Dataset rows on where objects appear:

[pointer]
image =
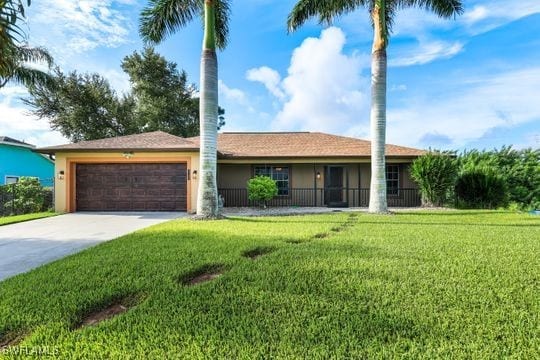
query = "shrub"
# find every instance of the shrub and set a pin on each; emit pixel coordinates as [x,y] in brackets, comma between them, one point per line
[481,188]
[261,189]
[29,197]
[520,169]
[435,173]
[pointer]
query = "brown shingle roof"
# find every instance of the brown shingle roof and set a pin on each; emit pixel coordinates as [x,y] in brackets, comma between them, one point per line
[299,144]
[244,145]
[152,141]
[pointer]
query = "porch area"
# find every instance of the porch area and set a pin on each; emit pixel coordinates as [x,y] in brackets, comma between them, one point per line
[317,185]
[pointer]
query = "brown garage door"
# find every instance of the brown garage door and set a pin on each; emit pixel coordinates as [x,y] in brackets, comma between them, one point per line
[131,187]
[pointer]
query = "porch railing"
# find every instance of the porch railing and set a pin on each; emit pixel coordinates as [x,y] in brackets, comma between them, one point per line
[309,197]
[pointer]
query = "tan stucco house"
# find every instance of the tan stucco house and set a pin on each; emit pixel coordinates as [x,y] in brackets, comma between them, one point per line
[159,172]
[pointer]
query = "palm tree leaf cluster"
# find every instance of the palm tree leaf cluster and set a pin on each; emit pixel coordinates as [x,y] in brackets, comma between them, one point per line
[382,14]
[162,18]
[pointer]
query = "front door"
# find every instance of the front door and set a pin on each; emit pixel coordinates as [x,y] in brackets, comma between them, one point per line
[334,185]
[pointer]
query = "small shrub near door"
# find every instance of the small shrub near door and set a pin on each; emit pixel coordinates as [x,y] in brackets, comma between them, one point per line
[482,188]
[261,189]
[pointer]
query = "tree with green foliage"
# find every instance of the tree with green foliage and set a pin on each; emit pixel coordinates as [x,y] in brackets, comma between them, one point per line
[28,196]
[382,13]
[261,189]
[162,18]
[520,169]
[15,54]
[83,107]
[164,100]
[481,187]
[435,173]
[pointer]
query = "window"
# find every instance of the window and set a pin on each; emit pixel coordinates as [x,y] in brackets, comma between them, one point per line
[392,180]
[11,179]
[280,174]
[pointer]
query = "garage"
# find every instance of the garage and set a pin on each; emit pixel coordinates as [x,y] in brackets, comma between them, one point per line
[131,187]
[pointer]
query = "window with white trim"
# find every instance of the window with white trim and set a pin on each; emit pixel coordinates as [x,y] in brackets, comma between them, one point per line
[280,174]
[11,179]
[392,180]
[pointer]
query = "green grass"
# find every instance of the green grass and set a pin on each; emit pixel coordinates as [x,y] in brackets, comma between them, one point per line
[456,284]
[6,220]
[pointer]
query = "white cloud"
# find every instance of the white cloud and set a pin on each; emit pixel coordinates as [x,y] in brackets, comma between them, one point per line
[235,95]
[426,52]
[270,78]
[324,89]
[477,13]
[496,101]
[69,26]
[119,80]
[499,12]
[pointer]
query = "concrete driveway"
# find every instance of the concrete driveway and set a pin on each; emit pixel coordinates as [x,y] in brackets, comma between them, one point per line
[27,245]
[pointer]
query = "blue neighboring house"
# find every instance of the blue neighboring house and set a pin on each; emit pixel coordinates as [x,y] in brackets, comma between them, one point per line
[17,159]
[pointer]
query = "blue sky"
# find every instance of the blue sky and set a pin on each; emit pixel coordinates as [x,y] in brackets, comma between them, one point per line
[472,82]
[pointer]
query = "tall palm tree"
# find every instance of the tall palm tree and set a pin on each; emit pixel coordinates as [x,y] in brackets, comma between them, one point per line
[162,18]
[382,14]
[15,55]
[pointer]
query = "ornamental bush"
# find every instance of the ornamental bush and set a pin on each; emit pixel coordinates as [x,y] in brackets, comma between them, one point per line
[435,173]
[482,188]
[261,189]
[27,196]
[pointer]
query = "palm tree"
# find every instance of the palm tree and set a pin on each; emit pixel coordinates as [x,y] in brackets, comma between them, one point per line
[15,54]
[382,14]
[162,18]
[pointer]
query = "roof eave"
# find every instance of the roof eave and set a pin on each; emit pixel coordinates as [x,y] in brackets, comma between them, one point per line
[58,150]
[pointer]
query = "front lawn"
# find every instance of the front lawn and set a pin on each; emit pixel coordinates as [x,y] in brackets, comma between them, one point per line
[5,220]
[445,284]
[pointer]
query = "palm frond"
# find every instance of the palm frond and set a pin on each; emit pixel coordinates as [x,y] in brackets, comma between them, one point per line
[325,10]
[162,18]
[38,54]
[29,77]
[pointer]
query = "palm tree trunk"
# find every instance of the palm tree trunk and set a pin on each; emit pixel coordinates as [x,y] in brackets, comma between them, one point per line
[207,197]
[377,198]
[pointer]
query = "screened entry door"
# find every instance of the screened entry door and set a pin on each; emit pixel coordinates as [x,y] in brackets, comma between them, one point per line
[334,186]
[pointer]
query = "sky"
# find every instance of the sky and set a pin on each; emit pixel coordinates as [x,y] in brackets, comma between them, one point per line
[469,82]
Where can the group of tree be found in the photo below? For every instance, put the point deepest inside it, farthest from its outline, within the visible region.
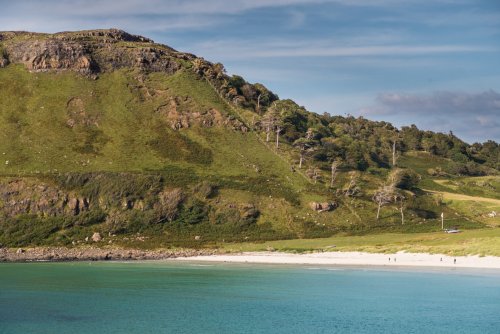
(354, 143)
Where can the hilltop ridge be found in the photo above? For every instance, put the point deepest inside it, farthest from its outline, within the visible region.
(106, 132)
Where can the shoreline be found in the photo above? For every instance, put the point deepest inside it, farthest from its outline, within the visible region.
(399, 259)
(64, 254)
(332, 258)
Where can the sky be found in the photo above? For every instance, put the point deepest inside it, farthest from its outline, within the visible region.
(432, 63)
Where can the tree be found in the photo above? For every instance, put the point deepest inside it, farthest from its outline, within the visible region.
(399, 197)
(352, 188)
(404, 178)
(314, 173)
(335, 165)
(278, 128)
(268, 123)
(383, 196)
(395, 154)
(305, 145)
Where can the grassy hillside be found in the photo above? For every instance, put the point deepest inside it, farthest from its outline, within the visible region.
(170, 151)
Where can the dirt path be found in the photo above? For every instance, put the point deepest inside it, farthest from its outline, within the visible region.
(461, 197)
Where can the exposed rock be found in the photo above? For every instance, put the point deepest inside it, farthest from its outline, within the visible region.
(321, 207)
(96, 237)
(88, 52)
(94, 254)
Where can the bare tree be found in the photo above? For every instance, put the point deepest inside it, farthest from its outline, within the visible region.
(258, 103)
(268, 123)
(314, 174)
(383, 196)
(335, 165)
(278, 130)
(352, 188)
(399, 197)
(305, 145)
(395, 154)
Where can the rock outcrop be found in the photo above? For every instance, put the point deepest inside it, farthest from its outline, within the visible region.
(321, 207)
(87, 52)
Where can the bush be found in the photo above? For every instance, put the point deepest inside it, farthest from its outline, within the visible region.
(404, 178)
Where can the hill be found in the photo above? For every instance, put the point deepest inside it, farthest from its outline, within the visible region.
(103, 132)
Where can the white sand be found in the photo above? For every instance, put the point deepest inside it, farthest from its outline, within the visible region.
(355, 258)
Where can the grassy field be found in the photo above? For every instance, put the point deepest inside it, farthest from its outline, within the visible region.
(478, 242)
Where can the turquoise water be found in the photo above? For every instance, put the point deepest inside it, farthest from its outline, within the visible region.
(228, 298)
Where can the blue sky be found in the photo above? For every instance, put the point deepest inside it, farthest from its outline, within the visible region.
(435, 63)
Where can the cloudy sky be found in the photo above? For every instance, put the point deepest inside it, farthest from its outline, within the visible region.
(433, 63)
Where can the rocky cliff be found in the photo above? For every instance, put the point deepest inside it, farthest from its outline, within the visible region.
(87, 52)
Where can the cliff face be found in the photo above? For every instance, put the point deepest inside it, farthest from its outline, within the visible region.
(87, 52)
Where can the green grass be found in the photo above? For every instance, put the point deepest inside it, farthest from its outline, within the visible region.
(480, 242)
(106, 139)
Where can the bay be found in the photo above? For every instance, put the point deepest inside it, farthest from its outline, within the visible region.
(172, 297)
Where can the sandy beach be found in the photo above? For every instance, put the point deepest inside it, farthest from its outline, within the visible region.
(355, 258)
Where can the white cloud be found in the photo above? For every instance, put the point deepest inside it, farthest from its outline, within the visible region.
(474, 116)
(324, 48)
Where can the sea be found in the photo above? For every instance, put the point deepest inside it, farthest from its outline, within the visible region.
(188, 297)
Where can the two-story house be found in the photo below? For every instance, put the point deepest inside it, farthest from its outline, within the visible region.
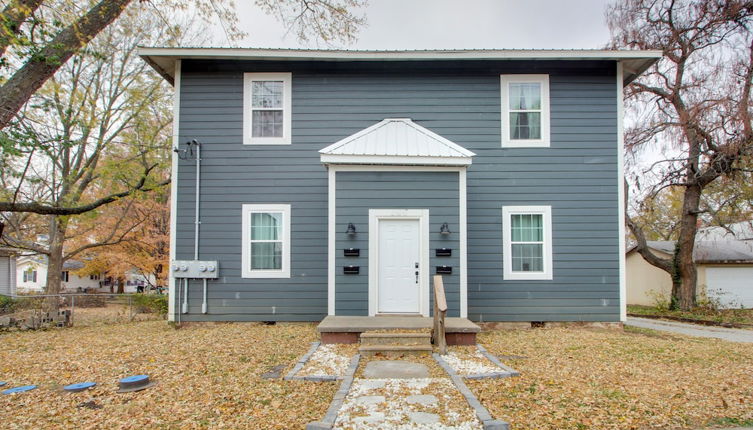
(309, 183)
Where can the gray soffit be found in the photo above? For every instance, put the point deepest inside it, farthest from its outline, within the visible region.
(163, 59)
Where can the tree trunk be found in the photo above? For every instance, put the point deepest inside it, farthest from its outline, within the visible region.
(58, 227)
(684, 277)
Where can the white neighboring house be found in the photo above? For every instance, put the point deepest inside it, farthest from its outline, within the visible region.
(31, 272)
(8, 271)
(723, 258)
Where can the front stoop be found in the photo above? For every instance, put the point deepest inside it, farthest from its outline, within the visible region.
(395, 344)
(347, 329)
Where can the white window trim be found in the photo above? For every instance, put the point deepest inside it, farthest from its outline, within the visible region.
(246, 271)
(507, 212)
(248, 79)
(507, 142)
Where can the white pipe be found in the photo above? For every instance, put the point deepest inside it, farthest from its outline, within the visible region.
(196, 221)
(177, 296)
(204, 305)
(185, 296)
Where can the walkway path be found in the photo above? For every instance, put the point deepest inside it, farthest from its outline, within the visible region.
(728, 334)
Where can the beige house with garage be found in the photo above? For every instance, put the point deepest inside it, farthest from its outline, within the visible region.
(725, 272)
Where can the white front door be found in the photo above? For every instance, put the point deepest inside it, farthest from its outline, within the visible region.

• _EXERCISE BRIEF_
Leaving out every picture, extract verbatim the lines from the one containing "Where can the sea" through the last line of the listing, inclusive.

• _EXPECTED ANSWER_
Where can the sea be found in the photo above? For every instance, put the point deepest inside it, farthest from its outline, within the visible region.
(188, 297)
Where can the two-story house be found in the photo below? For every instance, put the point deepest inside it, farthest from its outline, within the visible region.
(309, 183)
Where can the gray soffit be found in the photo above? For every instance, put the point deepest inside it, farthest from its outline, within the visible region.
(163, 59)
Where can the tree trunk be found in the photo above? For every instance, put the point deepest inside it, farthest from its outline, within the visible region.
(58, 227)
(684, 277)
Where can the white neighboring house be found in the photo above? For every instance, put the point deepest inside it, farthest from its outline, within the visible region.
(31, 272)
(8, 271)
(723, 258)
Where can the front stoop be found in the photo above? For every instance, put the point deepest inside it, farthest from its outline, within the visible region.
(395, 344)
(347, 329)
Where can the white window trim be found in the photo above? For every instance, put the point deepest inside it, farthest from its outline, within the visible region.
(246, 271)
(507, 212)
(248, 79)
(507, 142)
Where can the white pipe be found in the photo above? For every instance, put the point deepest inside it, farthest from its outline, within the visible region.
(196, 221)
(177, 296)
(204, 305)
(185, 296)
Where can the walkway path be found in the photo above? For every instance, put the point deepest inside it, farthest from its outline, within the visible region.
(728, 334)
Where can the beige house with garage be found in the photo above? For every instance, put the point deepest inside it, farthest from its outline, within the visible region.
(725, 272)
Where can the white front door be found in the photo above? For every instance, put the point deepest inside it, farthest from its outline, within the visible region.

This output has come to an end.